__Input material__
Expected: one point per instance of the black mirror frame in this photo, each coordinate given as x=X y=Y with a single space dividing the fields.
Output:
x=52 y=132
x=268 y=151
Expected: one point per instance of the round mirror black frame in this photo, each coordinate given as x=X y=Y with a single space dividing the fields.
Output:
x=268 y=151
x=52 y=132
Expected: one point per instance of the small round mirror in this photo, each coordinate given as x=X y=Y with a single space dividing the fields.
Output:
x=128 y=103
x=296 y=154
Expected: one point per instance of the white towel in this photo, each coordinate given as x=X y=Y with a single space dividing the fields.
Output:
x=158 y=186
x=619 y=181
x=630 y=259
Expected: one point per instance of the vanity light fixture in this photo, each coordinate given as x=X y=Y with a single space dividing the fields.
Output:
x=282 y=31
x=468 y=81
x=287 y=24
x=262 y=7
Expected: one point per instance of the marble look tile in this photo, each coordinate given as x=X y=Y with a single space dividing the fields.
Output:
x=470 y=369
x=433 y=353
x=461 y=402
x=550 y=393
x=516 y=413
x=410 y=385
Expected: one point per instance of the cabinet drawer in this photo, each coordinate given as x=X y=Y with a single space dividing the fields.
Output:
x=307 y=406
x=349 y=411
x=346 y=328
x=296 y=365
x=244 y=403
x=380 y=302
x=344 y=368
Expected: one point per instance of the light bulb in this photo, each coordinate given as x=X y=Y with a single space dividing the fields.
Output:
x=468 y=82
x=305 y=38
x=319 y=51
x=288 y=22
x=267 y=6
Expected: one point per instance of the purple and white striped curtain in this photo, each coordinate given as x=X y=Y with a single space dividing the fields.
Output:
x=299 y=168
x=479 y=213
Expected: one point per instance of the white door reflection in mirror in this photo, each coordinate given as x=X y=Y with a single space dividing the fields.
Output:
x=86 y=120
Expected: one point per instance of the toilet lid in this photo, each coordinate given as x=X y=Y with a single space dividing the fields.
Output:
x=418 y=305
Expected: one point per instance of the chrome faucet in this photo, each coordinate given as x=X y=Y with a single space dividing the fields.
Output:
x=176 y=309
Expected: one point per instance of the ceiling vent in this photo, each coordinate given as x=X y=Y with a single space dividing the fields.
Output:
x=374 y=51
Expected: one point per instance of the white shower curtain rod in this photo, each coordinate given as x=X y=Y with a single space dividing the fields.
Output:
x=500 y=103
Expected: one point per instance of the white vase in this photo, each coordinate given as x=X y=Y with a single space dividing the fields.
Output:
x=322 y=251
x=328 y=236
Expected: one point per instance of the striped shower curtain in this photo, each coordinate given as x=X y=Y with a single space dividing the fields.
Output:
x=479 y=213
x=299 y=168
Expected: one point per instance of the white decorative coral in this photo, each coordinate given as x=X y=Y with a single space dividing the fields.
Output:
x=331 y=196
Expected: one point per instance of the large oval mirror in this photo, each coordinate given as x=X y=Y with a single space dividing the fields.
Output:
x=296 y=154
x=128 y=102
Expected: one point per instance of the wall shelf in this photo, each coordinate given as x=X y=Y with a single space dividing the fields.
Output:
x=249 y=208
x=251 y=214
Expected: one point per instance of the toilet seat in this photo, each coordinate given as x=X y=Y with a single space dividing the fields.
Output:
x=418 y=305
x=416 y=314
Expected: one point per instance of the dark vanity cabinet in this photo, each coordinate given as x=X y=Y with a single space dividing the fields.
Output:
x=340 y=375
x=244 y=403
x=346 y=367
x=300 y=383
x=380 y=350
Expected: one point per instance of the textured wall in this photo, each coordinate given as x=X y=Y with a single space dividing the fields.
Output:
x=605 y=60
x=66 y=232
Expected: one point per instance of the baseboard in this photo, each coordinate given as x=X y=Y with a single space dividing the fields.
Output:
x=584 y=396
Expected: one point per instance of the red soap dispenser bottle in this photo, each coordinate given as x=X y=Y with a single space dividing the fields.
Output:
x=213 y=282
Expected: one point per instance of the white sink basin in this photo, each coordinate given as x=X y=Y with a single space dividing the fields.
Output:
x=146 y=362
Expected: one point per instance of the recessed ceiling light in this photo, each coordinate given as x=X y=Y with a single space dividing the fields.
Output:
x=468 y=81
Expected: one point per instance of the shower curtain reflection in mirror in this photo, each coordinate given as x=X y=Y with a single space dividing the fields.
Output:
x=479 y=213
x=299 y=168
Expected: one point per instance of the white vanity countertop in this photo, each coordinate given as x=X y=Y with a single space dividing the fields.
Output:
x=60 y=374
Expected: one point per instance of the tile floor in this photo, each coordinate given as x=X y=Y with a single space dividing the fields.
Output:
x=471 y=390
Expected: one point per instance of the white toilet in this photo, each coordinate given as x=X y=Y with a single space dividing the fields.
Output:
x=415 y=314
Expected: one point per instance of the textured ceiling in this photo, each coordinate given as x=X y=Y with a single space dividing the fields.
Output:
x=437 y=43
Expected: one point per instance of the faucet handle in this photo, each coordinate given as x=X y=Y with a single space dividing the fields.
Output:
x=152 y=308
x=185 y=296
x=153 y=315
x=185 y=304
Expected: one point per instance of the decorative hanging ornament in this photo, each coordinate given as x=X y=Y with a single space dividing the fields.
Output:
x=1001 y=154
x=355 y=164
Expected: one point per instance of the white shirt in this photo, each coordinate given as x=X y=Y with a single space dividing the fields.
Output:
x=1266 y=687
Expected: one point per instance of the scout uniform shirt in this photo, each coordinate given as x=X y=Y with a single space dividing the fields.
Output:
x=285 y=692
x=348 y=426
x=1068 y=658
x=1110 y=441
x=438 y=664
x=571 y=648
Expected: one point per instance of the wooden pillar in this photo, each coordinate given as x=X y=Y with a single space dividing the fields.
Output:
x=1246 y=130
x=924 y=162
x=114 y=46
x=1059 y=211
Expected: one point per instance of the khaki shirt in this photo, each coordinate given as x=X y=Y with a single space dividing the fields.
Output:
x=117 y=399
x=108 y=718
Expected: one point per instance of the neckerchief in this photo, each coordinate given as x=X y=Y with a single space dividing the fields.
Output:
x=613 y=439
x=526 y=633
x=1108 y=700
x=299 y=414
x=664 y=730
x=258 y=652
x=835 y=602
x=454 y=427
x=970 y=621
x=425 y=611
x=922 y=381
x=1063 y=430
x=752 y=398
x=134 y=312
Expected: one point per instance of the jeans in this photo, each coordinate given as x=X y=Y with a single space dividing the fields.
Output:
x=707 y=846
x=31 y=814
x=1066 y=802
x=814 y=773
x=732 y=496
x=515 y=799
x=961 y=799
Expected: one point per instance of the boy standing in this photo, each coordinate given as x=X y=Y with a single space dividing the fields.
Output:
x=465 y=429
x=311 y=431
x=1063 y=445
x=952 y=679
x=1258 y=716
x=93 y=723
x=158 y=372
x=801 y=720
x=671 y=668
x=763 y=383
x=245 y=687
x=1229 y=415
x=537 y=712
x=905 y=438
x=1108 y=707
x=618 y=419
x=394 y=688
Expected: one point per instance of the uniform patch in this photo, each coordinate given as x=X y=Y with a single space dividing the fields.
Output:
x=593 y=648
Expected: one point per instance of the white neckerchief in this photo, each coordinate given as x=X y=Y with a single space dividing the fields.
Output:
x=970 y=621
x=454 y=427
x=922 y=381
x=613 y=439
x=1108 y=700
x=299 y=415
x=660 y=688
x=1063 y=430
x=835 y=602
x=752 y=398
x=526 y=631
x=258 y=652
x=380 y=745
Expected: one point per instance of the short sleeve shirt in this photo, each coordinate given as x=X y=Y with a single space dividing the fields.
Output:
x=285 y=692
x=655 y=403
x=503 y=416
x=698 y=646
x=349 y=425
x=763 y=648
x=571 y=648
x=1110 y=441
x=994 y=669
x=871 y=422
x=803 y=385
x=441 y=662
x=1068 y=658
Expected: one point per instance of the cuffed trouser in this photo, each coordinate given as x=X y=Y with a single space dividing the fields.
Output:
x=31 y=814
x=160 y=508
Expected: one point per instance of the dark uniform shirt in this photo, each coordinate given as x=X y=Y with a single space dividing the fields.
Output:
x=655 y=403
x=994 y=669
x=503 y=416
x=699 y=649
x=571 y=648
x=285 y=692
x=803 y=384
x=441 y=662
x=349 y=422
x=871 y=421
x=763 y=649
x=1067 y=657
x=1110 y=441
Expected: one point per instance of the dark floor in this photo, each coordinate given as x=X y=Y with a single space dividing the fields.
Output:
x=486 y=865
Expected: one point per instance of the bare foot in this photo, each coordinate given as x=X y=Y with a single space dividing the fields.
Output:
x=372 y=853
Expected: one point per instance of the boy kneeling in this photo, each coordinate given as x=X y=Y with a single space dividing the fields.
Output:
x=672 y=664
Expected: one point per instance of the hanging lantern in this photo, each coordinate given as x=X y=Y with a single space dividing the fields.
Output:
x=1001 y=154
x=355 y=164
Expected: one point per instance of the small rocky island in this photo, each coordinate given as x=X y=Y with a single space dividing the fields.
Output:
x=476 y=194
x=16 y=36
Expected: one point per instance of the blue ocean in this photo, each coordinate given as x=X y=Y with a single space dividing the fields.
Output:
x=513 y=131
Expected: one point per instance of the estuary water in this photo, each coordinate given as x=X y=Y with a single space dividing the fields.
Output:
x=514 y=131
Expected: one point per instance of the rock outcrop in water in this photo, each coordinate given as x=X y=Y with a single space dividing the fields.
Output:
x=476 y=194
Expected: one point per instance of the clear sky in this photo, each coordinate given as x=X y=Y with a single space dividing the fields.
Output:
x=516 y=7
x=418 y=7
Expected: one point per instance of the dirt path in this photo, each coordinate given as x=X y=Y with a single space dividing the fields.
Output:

__What is needed__
Swap "towel" for "washcloth" in the stretch from the start of the material through the line containing "x=630 y=259", then write out that stretch again with everything else left as it is.

__Exercise result__
Expected: one point per instance of the black mirror frame in this photo, each coordinate given as x=X y=Y with a single space dividing the fields.
Output:
x=52 y=132
x=268 y=151
Expected: one point per instance of the round mirror black frame in this photo, each coordinate given as x=X y=Y with a single space dividing the fields.
Output:
x=268 y=151
x=52 y=132
Expected: one point per instance of the small round mirror in this photo, each coordinate given as x=X y=Y with a single space dividing the fields.
Output:
x=128 y=103
x=296 y=154
Expected: one point per instance of the white washcloth in this photo, each coordinate given as x=X y=Y with a single space dividing the fields.
Output:
x=158 y=186
x=619 y=181
x=630 y=259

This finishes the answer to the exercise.